• [What to do] Find each line in the material below that contains the word "every" and copy those lines. Matching is case-sensitive.

Dataset entries
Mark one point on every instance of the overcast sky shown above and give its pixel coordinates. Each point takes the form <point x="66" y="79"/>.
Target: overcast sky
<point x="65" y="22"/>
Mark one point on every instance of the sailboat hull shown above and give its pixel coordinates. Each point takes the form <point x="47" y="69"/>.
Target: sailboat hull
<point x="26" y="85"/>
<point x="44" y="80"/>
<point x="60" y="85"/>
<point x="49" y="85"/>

==

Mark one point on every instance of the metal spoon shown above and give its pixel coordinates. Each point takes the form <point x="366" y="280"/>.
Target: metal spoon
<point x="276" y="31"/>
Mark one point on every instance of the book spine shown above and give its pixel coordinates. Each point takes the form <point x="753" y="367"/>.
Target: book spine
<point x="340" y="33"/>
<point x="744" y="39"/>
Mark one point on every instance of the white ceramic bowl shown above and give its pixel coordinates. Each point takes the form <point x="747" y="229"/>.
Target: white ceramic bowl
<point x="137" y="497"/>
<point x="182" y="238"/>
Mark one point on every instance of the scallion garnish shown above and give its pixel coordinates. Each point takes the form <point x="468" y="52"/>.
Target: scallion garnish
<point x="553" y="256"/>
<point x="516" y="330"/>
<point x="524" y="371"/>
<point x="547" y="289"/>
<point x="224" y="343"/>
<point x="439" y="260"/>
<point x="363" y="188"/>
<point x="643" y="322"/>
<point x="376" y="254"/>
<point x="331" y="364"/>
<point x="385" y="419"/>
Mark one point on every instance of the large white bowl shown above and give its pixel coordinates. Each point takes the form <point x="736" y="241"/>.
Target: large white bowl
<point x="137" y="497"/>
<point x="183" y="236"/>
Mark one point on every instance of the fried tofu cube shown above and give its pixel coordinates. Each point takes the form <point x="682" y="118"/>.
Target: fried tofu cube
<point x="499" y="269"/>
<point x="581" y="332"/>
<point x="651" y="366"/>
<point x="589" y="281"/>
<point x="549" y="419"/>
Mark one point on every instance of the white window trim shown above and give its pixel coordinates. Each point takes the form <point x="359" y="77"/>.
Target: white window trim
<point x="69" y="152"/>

==

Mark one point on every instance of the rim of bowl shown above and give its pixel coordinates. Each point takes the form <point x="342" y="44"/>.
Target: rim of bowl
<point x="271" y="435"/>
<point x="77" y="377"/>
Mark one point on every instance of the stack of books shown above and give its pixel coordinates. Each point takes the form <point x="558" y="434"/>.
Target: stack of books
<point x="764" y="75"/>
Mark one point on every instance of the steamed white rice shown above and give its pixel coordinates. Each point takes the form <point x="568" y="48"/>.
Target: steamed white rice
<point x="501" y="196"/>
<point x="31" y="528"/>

• [Task answer]
Mark one point on every instance of the overcast sky shown above and give its pixel coordinates. Each point takes the form <point x="66" y="79"/>.
Mark one point on every instance of the sailboat hull shown above and give its pixel coordinates. Each point takes the form <point x="47" y="69"/>.
Mark one point on every instance of the metal spoon shown above and give its pixel coordinates. Each point takes the form <point x="366" y="280"/>.
Mark one point on every instance of the book spine shown above and give its pixel coordinates. Each point takes the form <point x="753" y="367"/>.
Mark one point on every instance of the white ceramic bowl shown above and give its pixel coordinates. Each point takes the form <point x="747" y="229"/>.
Mark one point on every instance of the scallion garnish shown above and give its pixel coordinates. Each point takes the form <point x="468" y="52"/>.
Mark one point on every instance of the large white bowl shown above and give its pixel coordinates. Each point takes the form <point x="736" y="241"/>.
Mark one point on every instance of the fried tofu cube shown above and give its pixel coordinates. Each point takes the form <point x="682" y="118"/>.
Mark one point on every instance of the white window trim shown above and give its pixel coordinates. Each point takes the form <point x="359" y="77"/>.
Mark one point on every instance of the rim of bowl shown above and give its pixel coordinates. Each point takes the form <point x="342" y="44"/>.
Mark one point on every instance of the stack of books shown above and give its pixel coordinates. Each point takes the form <point x="558" y="434"/>.
Mark one point on every instance of the steamed white rice shown above and give its pixel coordinates. Each point takes the form <point x="568" y="48"/>.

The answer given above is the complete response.